*What you will do*. Each entry below is to be given again word for word, with no pictures.

(Pointing records)
══════════════════════════════

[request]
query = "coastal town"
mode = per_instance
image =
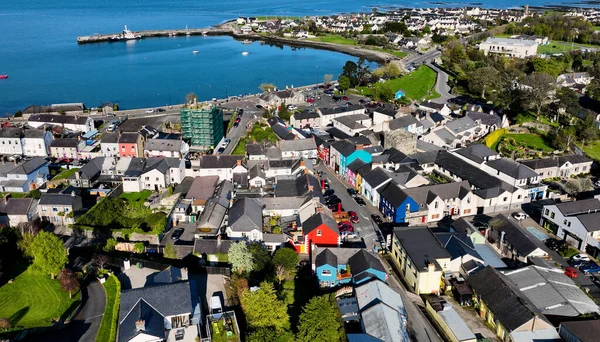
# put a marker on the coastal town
(443, 186)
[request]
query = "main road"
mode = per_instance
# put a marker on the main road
(419, 327)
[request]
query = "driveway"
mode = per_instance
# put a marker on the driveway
(84, 327)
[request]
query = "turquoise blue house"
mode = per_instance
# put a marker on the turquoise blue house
(365, 267)
(395, 203)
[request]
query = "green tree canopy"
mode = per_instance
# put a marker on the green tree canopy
(240, 257)
(320, 321)
(49, 254)
(264, 310)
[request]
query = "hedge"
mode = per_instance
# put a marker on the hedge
(108, 326)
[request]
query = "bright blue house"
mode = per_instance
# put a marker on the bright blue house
(365, 267)
(329, 271)
(395, 203)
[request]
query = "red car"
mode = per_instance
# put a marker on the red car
(571, 272)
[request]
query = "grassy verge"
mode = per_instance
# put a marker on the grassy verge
(108, 326)
(416, 85)
(34, 300)
(65, 174)
(337, 39)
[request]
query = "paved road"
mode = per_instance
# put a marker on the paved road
(84, 327)
(441, 85)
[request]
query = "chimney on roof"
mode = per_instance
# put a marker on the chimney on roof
(140, 325)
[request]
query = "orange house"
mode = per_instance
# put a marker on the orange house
(130, 145)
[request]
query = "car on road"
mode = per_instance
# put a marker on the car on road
(590, 268)
(377, 219)
(177, 233)
(360, 201)
(571, 272)
(580, 257)
(519, 216)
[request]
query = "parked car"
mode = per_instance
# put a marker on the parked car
(580, 257)
(519, 216)
(571, 272)
(360, 201)
(177, 233)
(377, 219)
(590, 268)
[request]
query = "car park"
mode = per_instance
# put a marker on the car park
(580, 257)
(571, 272)
(177, 233)
(519, 216)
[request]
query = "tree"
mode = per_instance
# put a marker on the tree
(540, 86)
(319, 321)
(240, 257)
(286, 258)
(190, 97)
(68, 281)
(100, 261)
(482, 80)
(49, 254)
(344, 83)
(260, 256)
(266, 87)
(264, 310)
(170, 252)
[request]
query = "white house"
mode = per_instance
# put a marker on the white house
(576, 222)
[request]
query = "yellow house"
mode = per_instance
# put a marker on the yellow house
(506, 310)
(420, 259)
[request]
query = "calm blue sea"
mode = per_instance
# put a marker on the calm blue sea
(39, 52)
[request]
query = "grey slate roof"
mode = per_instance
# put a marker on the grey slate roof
(552, 292)
(505, 301)
(512, 168)
(421, 246)
(245, 215)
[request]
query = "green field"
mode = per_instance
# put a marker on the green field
(108, 326)
(336, 39)
(555, 46)
(416, 85)
(533, 141)
(34, 300)
(65, 174)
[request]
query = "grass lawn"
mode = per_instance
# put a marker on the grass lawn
(108, 326)
(337, 39)
(136, 197)
(65, 174)
(592, 149)
(556, 46)
(34, 300)
(416, 85)
(533, 141)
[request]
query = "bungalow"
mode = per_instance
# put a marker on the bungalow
(145, 315)
(245, 220)
(66, 148)
(23, 176)
(59, 206)
(576, 222)
(503, 307)
(15, 212)
(71, 122)
(560, 166)
(420, 259)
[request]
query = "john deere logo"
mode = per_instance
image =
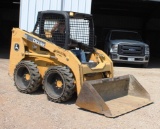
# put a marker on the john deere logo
(16, 47)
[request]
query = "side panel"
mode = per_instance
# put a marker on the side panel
(17, 50)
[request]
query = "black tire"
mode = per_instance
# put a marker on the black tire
(59, 84)
(26, 77)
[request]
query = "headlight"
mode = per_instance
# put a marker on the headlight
(114, 48)
(147, 50)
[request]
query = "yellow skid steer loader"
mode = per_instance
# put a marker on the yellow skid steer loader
(59, 55)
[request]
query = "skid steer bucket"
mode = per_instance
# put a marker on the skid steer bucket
(113, 96)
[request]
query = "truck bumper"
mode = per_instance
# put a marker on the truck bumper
(116, 58)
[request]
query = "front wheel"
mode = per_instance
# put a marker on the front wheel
(59, 84)
(26, 77)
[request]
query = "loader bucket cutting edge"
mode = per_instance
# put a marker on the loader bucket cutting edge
(113, 96)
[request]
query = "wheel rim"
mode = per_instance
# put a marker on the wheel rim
(23, 78)
(55, 85)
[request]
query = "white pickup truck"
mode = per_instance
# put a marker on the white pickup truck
(127, 47)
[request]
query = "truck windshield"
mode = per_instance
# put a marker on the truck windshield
(125, 35)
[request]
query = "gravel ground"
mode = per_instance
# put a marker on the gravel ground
(24, 111)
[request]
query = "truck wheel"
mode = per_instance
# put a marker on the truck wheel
(59, 84)
(27, 77)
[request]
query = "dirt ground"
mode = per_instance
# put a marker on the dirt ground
(24, 111)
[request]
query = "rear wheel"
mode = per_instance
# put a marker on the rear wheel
(59, 84)
(27, 77)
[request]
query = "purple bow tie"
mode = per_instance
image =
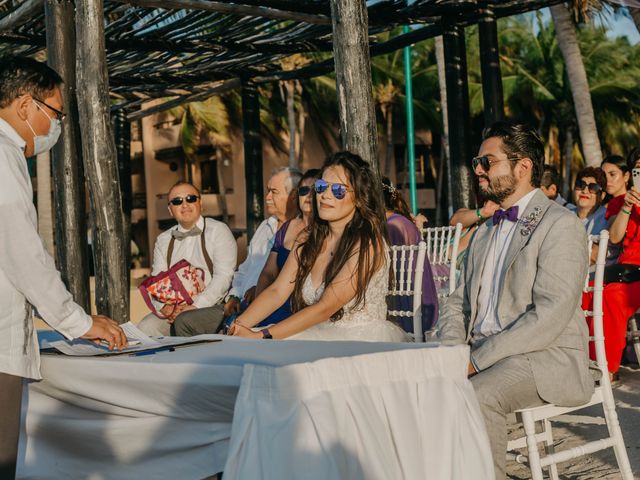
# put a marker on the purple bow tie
(510, 214)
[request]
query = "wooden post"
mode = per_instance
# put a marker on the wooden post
(99, 153)
(490, 65)
(458, 115)
(122, 134)
(68, 173)
(252, 157)
(353, 79)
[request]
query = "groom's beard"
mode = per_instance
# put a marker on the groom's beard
(498, 188)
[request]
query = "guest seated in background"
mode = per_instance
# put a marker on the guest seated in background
(284, 241)
(245, 279)
(550, 186)
(588, 194)
(402, 231)
(518, 304)
(206, 244)
(621, 295)
(338, 276)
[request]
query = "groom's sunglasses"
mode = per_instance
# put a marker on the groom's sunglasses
(189, 198)
(485, 162)
(339, 190)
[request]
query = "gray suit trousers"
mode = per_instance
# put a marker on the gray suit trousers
(10, 399)
(501, 389)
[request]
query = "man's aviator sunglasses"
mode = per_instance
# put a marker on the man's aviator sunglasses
(339, 190)
(592, 187)
(189, 198)
(485, 162)
(59, 115)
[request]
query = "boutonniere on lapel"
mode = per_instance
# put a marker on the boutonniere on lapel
(529, 223)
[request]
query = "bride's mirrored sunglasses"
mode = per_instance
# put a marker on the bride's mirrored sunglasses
(592, 187)
(338, 190)
(189, 198)
(304, 190)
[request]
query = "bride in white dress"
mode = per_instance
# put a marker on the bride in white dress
(338, 273)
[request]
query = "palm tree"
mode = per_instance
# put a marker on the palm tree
(295, 122)
(537, 88)
(568, 43)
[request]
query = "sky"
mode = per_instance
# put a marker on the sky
(620, 26)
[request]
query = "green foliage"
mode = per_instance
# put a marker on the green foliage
(537, 89)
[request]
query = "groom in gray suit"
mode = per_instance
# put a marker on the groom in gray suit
(518, 305)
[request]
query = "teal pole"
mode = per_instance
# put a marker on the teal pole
(411, 151)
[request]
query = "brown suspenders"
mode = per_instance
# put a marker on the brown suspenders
(207, 258)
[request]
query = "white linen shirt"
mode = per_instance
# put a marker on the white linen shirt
(221, 247)
(488, 323)
(257, 254)
(27, 272)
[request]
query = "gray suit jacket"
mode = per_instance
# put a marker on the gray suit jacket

══════════════════════════════

*Full response*.
[request]
query = "coastal town"
mode = per_instance
image =
# put a marker on the coastal town
(443, 186)
[request]
query = "main road"
mode = per_instance
# put a marker on the main road
(419, 327)
[request]
query = "driveway"
mode = per_instance
# put a marker on the driveway
(84, 327)
[request]
query = "turquoise blue house"
mode = per_instance
# put a marker on the turquoise blue house
(365, 267)
(395, 203)
[request]
query = "green tree canopy"
mode = per_instance
# put a marker on the green tree canopy
(240, 257)
(320, 321)
(49, 254)
(264, 310)
[request]
query = "hedge"
mode = per_instance
# put a marker on the hedge
(108, 326)
[request]
query = "bright blue house"
mode = per_instance
# put a marker on the bright blue house
(365, 267)
(329, 271)
(395, 203)
[request]
query = "red car"
mode = per_instance
# put a marker on the red car
(571, 272)
[request]
query = "grassy verge"
mode = per_instance
# put a marker on the grassy verge
(108, 326)
(416, 85)
(34, 300)
(65, 174)
(337, 39)
[request]
query = "paved road"
mode = per_instance
# put a marker on the paved road
(84, 327)
(441, 85)
[request]
query = "chimney on roof"
mode = per_instance
# put a marker on the chimney on roof
(140, 325)
[request]
query = "orange house"
mode = per_instance
# put a marker on the orange house
(130, 145)
[request]
query = "car on road"
mode = per_instance
# put a marker on the car on road
(590, 268)
(377, 219)
(177, 233)
(360, 201)
(571, 272)
(580, 257)
(519, 216)
[request]
query = "parked car"
mode = per_instance
# put a marker on the parked car
(580, 257)
(519, 216)
(571, 272)
(360, 201)
(177, 233)
(377, 219)
(590, 268)
[request]
query = "car park"
mode = per_instance
# put a marker on the car park
(580, 257)
(571, 272)
(177, 233)
(519, 216)
[request]
query = "tree"
mode = per_instance
# put a marker on the tree
(540, 86)
(319, 321)
(240, 257)
(286, 258)
(190, 97)
(68, 281)
(100, 261)
(482, 80)
(49, 254)
(344, 83)
(260, 256)
(266, 87)
(264, 310)
(170, 252)
[request]
query = "white house"
mode = per_instance
# put a marker on the white house
(576, 222)
[request]
query = "yellow house"
mode = per_instance
# put a marker on the yellow house
(506, 310)
(420, 259)
[request]
query = "calm blue sea"
mode = per_instance
# put a marker on the calm blue sea
(39, 52)
[request]
query = "grey slate roof"
mode = per_instance
# put a marker on the grey slate roof
(552, 292)
(505, 301)
(512, 168)
(421, 246)
(245, 215)
[request]
query = "green field"
mode = per_instance
# put a marker on the green field
(108, 326)
(336, 39)
(555, 46)
(416, 85)
(533, 141)
(34, 300)
(65, 174)
[request]
query = "grass lawn"
mode = per_instance
# put a marker on the grass lawn
(108, 326)
(337, 39)
(136, 197)
(65, 174)
(592, 149)
(556, 46)
(34, 300)
(416, 85)
(533, 141)
[request]
query = "bungalow"
mode = per_instance
# put a marker on the bungalow
(145, 315)
(245, 220)
(66, 148)
(23, 176)
(59, 206)
(576, 222)
(503, 307)
(15, 212)
(71, 122)
(560, 166)
(420, 259)
[request]
query = "john deere logo"
mode = per_instance
image =
# put a marker on the john deere logo
(16, 47)
[request]
query = "side panel"
mode = per_instance
# put a marker on the side panel
(17, 50)
[request]
query = "black tire"
mode = per_instance
# put a marker on the black tire
(59, 84)
(26, 77)
[request]
query = "headlight"
mode = per_instance
# put a marker on the headlight
(114, 48)
(147, 50)
[request]
query = "yellow skid steer loader"
mode = per_instance
# put a marker on the yellow skid steer loader
(59, 55)
[request]
query = "skid steer bucket"
mode = per_instance
# put a marker on the skid steer bucket
(113, 96)
[request]
query = "truck bumper"
mode = per_instance
# put a marker on the truck bumper
(116, 58)
[request]
query = "front wheel"
mode = per_instance
# put a marker on the front wheel
(59, 84)
(26, 77)
[request]
query = "loader bucket cutting edge"
mode = per_instance
# put a marker on the loader bucket cutting edge
(113, 96)
[request]
query = "wheel rim"
mode = per_instance
# put a marker on the wheel rim
(23, 78)
(55, 85)
[request]
query = "white pickup truck"
mode = per_instance
# put a marker on the white pickup truck
(127, 47)
[request]
query = "truck windshield"
mode = per_instance
# put a marker on the truck windshield
(125, 35)
[request]
query = "gravel ground"
mode = per_instance
# put a marker on the gravel ground
(24, 111)
[request]
query = "truck wheel"
mode = per_instance
# put a marker on the truck wheel
(59, 84)
(27, 77)
[request]
query = "dirt ground"
mode = per_instance
# put a marker on the dirt ground
(24, 111)
[request]
query = "rear wheel"
mode = per_instance
# put a marker on the rear wheel
(59, 84)
(27, 77)
[request]
query = "purple bow tie"
mode = per_instance
image =
# put a marker on the purple bow tie
(510, 214)
[request]
query = "wooden post"
mode = per_instance
# put a marker on the wooden post
(99, 153)
(490, 65)
(458, 115)
(122, 134)
(68, 173)
(252, 157)
(353, 79)
[request]
query = "groom's beard"
mode = per_instance
# put a marker on the groom's beard
(498, 188)
[request]
query = "guest seated in background"
mode = per_instance
# put a marker on the guest seated in background
(284, 241)
(245, 279)
(550, 186)
(588, 194)
(402, 231)
(518, 304)
(206, 244)
(621, 295)
(338, 276)
[request]
query = "groom's sunglasses"
mode = per_instance
# put a marker on the groom's sunglasses
(189, 198)
(485, 162)
(339, 190)
[request]
query = "gray suit trousers"
mode = per_instance
# put a marker on the gray suit trousers
(10, 399)
(501, 389)
[request]
query = "man's aviator sunglasses"
mode = per_instance
# put a marker on the man's aviator sunglasses
(339, 190)
(592, 187)
(189, 198)
(485, 162)
(59, 115)
[request]
query = "boutonniere on lapel"
mode = per_instance
# put a marker on the boutonniere on lapel
(529, 223)
[request]
query = "bride's mirrored sunglasses"
mode = per_instance
# put a marker on the bride's mirrored sunglasses
(592, 187)
(338, 190)
(189, 198)
(304, 190)
[request]
query = "bride in white dress"
mode = per_instance
# put a marker on the bride in white dress
(338, 273)
[request]
query = "palm tree"
mode = per_instance
# put a marker on the palm tree
(295, 122)
(537, 88)
(568, 43)
[request]
query = "sky"
mode = per_instance
# put a marker on the sky
(620, 26)
[request]
query = "green foliage"
mode = per_instance
# put a marker on the green foliage
(537, 89)
[request]
query = "groom in gray suit"
mode = per_instance
# put a marker on the groom in gray suit
(518, 305)
[request]
query = "teal pole"
mode = per_instance
# put a marker on the teal pole
(411, 151)
[request]
query = "brown suspenders"
mode = per_instance
# put a marker on the brown suspenders
(207, 258)
[request]
query = "white linen shirt"
mode = per_instance
# put a marker on the white linen shirt
(221, 247)
(488, 323)
(257, 254)
(27, 272)
[request]
query = "gray suit jacket"
mode = per_instance
# put a marker on the gray suit jacket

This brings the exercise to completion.